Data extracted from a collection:
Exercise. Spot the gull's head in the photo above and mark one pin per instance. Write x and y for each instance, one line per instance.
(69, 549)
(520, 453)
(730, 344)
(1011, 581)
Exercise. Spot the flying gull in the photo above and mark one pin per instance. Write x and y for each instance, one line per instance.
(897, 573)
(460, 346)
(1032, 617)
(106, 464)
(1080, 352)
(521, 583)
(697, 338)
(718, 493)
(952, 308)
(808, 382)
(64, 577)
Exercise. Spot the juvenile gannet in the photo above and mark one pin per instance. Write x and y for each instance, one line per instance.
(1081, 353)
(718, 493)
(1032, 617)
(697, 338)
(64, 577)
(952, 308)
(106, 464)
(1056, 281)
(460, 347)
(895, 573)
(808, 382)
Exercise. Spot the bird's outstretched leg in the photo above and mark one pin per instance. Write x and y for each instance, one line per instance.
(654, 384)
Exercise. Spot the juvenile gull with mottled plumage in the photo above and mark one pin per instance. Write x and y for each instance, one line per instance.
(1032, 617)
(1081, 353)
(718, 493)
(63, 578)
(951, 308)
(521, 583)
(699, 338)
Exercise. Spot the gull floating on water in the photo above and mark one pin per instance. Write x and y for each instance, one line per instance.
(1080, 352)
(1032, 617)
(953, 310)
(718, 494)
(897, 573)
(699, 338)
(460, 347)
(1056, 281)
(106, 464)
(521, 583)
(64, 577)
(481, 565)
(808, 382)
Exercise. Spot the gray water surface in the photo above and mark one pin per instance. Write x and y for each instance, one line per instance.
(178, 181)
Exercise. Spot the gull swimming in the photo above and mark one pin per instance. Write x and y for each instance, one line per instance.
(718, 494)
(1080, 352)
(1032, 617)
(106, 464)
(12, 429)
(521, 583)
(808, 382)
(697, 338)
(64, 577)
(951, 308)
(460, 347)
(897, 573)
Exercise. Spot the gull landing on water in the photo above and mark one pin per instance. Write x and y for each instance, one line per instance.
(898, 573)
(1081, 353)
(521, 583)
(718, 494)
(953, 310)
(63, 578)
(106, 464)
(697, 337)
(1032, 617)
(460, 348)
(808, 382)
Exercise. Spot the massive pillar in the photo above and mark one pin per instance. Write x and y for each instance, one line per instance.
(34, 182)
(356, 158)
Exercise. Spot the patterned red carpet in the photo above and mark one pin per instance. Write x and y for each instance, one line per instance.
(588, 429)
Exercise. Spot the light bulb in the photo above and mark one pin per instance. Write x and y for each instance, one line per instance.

What is needed: Please retype all of the data above exactly as it appears.

Output:
Exercise. Spot the gull's head in the photo above and mark one pin per instance. Write x and y for each instance, one line per instance.
(69, 549)
(520, 453)
(730, 344)
(1011, 581)
Exercise. Spot the flying gull in the photo above and mark one pin per instance. Write x and y for each instance, one line per instance.
(897, 573)
(460, 346)
(1032, 617)
(106, 464)
(1080, 352)
(521, 583)
(697, 338)
(718, 493)
(952, 308)
(808, 382)
(64, 577)
Exercise. Spot the juvenile gannet in the photo above and mark one pin per instance. Write x and y for each instance, one line per instance.
(1081, 353)
(718, 493)
(1032, 617)
(697, 338)
(64, 577)
(952, 308)
(106, 464)
(1056, 281)
(460, 347)
(895, 573)
(808, 382)
Exercise. Spot the bird's outstretched leg in the photo above and mark one pin per instance. Write x and y for each instance, one line per instance.
(654, 384)
Exercise. Spot the juvenile gull with mottled plumage in the photo above and mark one pin per instance. Write x and y for each instance, one line per instance.
(1032, 617)
(1081, 353)
(718, 493)
(63, 578)
(951, 308)
(521, 583)
(699, 338)
Exercise. Spot the gull floating on water in the photo above and mark one pin per instance. Write x and y for each instance, one line per instance.
(1080, 352)
(1032, 617)
(953, 310)
(718, 494)
(897, 573)
(699, 338)
(460, 347)
(1056, 281)
(106, 464)
(521, 583)
(64, 577)
(481, 565)
(808, 382)
Exercise. Spot the gray water surface in the photo above and mark one pin per instance. Write x and y for each instance, one line per instance.
(178, 181)
Exercise. Spot the gull swimming in the photo above and mark one pin per instance. Write x and y for each instance, one line per instance.
(718, 494)
(1080, 352)
(1032, 617)
(106, 464)
(12, 429)
(521, 583)
(808, 382)
(697, 338)
(64, 577)
(951, 308)
(460, 347)
(897, 573)
Exercise. Spot the gull landing on water in the photo above and mark one pin per instance. Write x and y for each instance, one line per instance.
(898, 573)
(1081, 353)
(521, 583)
(718, 494)
(953, 310)
(63, 578)
(106, 464)
(697, 337)
(1032, 617)
(460, 348)
(808, 382)
Exercise. Spot the massive pillar in the photo above and mark one pin per instance. Write x and y for each instance, one line per instance.
(34, 182)
(356, 158)
Exercise. Spot the patterned red carpet in the photo above and mark one pin per instance. Write x and y for each instance, one line per instance.
(588, 429)
Exercise. Spot the light bulb in the photo above and mark one pin per instance. Write x and y for each instance, one line per instance.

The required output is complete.